L'ONG Human Rights Watch (HRW) a fustigé la répression des manifestants. "Au moment où le Premier ministre Hassan Diab évoquait devant un Parlement à moitié vide l'importance du droit de manifester, les forces de sécurité lançaient des gaz lacrymogènes et frappaient des gens à l'extérieur" de l'hémicycle, a déploré HRW.

Les contestataires réclamaient un gouvernement de technocrates, totalement indépendants de la classe politique, fustigeant un système politique confessionnel ayant longtemps alimenté selon eux la corruption et le clientélisme. Or l'équipe gouvernementale actuelle a été formée le 21 janvier au terme de plusieurs semaines de tractations âpres entre les partis qui jouissent de la majorité au Parlement, notamment le Hezbollah et le Courant patriotique libre (CPL) du président Michel Aoun.

(Entrées de pointage d'objets étiquetés)
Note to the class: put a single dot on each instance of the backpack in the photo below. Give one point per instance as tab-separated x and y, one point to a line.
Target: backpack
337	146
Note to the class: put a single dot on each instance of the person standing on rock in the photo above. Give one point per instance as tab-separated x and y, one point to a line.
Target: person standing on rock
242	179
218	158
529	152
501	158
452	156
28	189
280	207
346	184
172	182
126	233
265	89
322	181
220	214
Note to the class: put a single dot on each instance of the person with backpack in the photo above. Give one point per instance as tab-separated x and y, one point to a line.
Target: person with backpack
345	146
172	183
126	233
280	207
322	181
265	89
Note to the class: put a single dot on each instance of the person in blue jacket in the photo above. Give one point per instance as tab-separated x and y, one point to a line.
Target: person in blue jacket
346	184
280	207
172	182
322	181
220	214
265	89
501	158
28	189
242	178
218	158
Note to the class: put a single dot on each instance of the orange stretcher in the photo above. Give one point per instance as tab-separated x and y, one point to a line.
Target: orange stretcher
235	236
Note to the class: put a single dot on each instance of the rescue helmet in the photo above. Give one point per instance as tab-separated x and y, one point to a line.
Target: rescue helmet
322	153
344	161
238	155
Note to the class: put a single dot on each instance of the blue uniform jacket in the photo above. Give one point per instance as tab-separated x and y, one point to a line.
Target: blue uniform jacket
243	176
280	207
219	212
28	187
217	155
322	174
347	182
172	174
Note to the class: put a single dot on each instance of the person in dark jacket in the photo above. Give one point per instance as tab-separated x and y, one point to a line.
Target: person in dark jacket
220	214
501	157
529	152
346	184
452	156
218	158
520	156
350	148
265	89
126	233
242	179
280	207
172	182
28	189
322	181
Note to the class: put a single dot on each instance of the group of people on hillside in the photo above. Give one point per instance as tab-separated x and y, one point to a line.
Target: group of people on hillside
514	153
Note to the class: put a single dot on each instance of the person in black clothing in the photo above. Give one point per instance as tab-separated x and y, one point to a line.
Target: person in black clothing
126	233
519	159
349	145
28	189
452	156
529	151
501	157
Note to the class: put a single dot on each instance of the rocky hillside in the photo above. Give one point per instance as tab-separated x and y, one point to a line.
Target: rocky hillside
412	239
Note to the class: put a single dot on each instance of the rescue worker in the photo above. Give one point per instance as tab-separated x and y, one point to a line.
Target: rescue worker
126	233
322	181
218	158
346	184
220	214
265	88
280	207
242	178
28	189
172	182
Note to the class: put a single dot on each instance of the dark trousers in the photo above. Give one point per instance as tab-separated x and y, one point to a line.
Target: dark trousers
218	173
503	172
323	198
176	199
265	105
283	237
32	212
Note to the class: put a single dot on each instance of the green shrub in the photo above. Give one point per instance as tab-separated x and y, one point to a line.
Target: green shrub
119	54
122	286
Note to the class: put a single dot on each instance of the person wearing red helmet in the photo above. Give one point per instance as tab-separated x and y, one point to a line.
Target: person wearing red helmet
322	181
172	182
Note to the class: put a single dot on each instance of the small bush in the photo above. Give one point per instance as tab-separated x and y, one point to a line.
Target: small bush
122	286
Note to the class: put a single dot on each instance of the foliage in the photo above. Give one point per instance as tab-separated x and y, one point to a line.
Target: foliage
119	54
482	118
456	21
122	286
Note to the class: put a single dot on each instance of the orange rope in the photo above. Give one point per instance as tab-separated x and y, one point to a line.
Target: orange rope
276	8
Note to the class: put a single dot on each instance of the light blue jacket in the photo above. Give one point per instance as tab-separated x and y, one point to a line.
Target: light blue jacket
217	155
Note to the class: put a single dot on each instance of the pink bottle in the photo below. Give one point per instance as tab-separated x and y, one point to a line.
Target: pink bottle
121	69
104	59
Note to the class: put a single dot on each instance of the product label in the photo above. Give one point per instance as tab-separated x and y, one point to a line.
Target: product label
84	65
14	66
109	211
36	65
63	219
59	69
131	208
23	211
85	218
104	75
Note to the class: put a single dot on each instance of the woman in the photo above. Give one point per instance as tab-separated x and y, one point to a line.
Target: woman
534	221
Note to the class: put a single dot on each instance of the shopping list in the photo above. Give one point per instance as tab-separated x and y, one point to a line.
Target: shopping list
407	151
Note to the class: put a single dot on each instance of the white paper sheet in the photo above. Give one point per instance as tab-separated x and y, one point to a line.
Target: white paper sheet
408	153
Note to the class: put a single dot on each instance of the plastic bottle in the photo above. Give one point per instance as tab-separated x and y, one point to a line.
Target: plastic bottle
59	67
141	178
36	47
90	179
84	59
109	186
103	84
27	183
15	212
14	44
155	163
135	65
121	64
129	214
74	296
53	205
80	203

* **Consignes**
1 – Relevez, dans l'ordre où ils apparaissent, tous les noms propres de personnes et d'organisations cités dans l'extrait du texte.
2 – Repérez et recopiez toutes les lignes qui contiennent la chaîne "backpack". La casse compte.

* **Réponses**
1 – Human Rights Watch (HRW), Hassan Diab, le Hezbollah, le Courant patriotique libre (CPL), Michel Aoun

2 –
Note to the class: put a single dot on each instance of the backpack in the photo below. Give one point per instance as tab-separated x and y, one point to a line.
Target: backpack
Note to the class: put a single dot on each instance of the person with backpack in the photo above. Give one point per instance as tab-separated x and y, one point to a line.
Target: person with backpack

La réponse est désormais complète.